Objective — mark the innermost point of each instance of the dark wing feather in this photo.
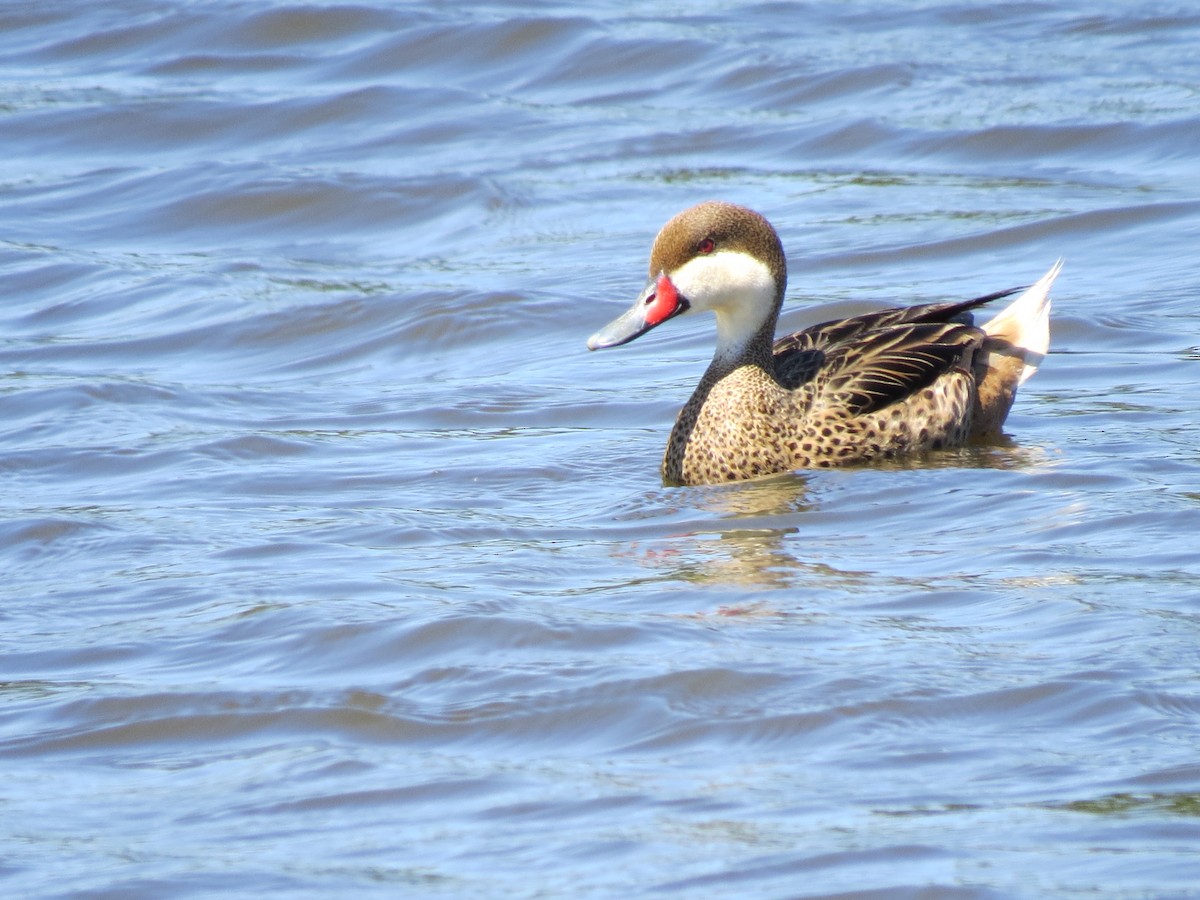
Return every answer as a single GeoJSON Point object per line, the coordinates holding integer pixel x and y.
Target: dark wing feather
{"type": "Point", "coordinates": [799, 357]}
{"type": "Point", "coordinates": [892, 364]}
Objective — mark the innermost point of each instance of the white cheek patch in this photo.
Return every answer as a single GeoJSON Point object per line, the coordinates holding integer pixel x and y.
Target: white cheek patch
{"type": "Point", "coordinates": [735, 286]}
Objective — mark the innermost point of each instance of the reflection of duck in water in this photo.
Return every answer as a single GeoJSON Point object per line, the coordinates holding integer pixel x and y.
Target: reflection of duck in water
{"type": "Point", "coordinates": [870, 387]}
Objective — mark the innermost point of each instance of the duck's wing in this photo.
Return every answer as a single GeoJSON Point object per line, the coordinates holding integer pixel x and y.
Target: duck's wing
{"type": "Point", "coordinates": [801, 355]}
{"type": "Point", "coordinates": [891, 364]}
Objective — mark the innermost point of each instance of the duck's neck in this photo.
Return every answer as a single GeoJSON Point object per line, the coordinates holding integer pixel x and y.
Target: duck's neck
{"type": "Point", "coordinates": [745, 335]}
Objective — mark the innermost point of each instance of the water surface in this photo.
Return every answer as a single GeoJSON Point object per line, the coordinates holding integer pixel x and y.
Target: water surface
{"type": "Point", "coordinates": [334, 563]}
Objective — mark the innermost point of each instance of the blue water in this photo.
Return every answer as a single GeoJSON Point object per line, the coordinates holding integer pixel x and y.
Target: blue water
{"type": "Point", "coordinates": [335, 565]}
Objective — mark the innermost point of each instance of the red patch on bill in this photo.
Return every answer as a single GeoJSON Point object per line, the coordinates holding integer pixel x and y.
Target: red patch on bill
{"type": "Point", "coordinates": [666, 301]}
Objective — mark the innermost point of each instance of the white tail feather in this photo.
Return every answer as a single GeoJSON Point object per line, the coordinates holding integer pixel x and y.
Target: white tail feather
{"type": "Point", "coordinates": [1025, 323]}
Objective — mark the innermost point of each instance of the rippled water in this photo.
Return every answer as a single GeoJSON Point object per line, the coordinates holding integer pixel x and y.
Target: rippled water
{"type": "Point", "coordinates": [334, 563]}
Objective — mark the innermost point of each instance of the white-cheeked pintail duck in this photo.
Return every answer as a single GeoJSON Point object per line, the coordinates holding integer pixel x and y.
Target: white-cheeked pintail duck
{"type": "Point", "coordinates": [899, 381]}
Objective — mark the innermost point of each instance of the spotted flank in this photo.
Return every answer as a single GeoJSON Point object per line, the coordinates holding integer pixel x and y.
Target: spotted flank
{"type": "Point", "coordinates": [894, 382]}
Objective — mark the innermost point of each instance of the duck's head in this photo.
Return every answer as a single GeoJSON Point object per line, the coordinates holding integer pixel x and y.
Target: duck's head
{"type": "Point", "coordinates": [715, 256]}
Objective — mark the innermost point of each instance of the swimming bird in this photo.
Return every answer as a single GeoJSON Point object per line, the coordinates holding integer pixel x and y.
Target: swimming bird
{"type": "Point", "coordinates": [899, 381]}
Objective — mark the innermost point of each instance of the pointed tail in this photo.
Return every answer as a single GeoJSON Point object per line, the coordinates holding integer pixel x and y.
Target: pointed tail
{"type": "Point", "coordinates": [1024, 325]}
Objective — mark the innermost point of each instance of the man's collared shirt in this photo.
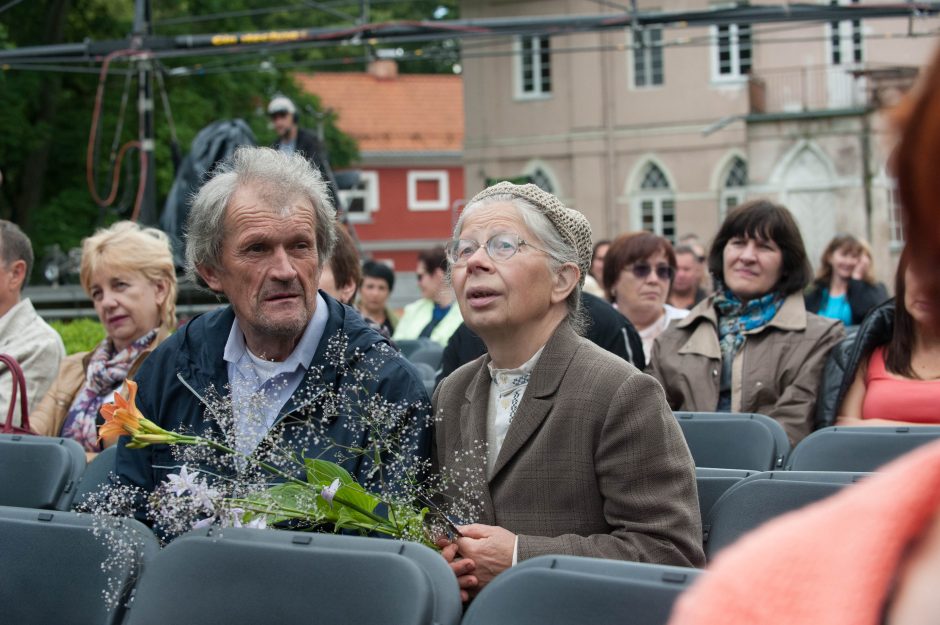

--*--

Rewrite all of the records above as a numbered list with one line per item, dropping any blank lines and leaving the pictures out.

COMPLETED TASK |
1. Objective — mark the innermost point of each instance of the dark wing feather in this photo.
2. Return every answer as a single GeoJSON Point object per line, the coordinates holding integer pixel x and y.
3. Target: dark wing feather
4. {"type": "Point", "coordinates": [799, 357]}
5. {"type": "Point", "coordinates": [892, 364]}
6. Objective — mark the innermost point of each instance of the white cheek patch in this photo.
7. Return every answer as a single GeoJSON Point object per line, the coordinates holding integer pixel x and y.
8. Target: white cheek patch
9. {"type": "Point", "coordinates": [735, 286]}
10. Objective — mark the innermost point of each instance of the reflection of duck in water in this photo.
11. Return every answer as a single GeoJSON Point object per line, the coordinates holding integer pixel x and y.
12. Target: reflection of duck in water
13. {"type": "Point", "coordinates": [870, 387]}
14. Objective — mark the innermost point of each instance of the duck's wing in this photo.
15. Return every answer as a single GeoJSON Point object per line, the coordinates holding integer pixel x and y.
16. Target: duck's wing
17. {"type": "Point", "coordinates": [801, 355]}
18. {"type": "Point", "coordinates": [891, 364]}
19. Objective — mark the innermost point of each instance of the duck's neck in this photo.
20. Return every answer as a single GeoJSON Point object per line, the coordinates holding integer pixel x and y.
21. Target: duck's neck
22. {"type": "Point", "coordinates": [745, 335]}
23. Objective — mark the innermost point of each instance of the water surface in this photo.
24. Return every answer as a single GeoJSON Point object per line, the coordinates holding integer pixel x and y.
25. Target: water surface
26. {"type": "Point", "coordinates": [334, 563]}
27. Objective — mark the innermost point of each instance of the blue water in this photo.
28. Return every answer as a single GeoJSON Point object per line, the coordinates holding integer pixel x and y.
29. Target: blue water
30. {"type": "Point", "coordinates": [335, 565]}
31. Objective — mark the innermost point of each instance of the red patch on bill in this photo.
32. Return every answer as a single GeoJSON Point object per line, the coordinates holding integer pixel x and y.
33. Target: red patch on bill
34. {"type": "Point", "coordinates": [666, 301]}
35. Objective — mark the innermost point of each instance of the white tail feather in this photo.
36. Return every answer as a single GeoJSON Point object per line, the coordinates holding integer pixel x and y.
37. Target: white tail feather
38. {"type": "Point", "coordinates": [1025, 323]}
39. Objective — mark the innermost point of each instance of the rippled water in this photo.
40. Return every answer as a single GeoJSON Point object per line, the coordinates holding integer pixel x and y.
41. Target: rippled water
42. {"type": "Point", "coordinates": [334, 563]}
43. Objective — mark the innermost point of each instance of the white-cheeked pintail duck in this photo.
44. Return every answer as a single GeoJSON Point object per line, the coordinates holding integer pixel x and y.
45. Target: white-cheeked pintail duck
46. {"type": "Point", "coordinates": [899, 381]}
47. Objective — mark the innermost point of each instance of the spotted flank in this photo.
48. Return every answer as a single GeoJSON Point object per line, the coordinates holding integer pixel x and y.
49. Target: spotted flank
50. {"type": "Point", "coordinates": [894, 382]}
51. Objective — mark the innermost point of each instance of the duck's head in this photo.
52. Return every answer as a single GeoJSON Point object per line, the coordinates holding integer pixel x and y.
53. Target: duck's head
54. {"type": "Point", "coordinates": [715, 256]}
55. Objective — mark the innermost point of each instance of the swimming bird in this photo.
56. Return every answer as a single GeoJSON Point object per line, the coordinates holding integer pixel x and y.
57. Target: swimming bird
58. {"type": "Point", "coordinates": [899, 381]}
59. Objective — mark the innermost point of each instance of the pointed tail in this photo.
60. Return every answer as a single GeoJSON Point object per line, the coordinates holding integer pixel x and y.
61. Target: pointed tail
62. {"type": "Point", "coordinates": [1024, 325]}
63. Objective — mark the innermost point of each instance of the man's collared shirt in this photo.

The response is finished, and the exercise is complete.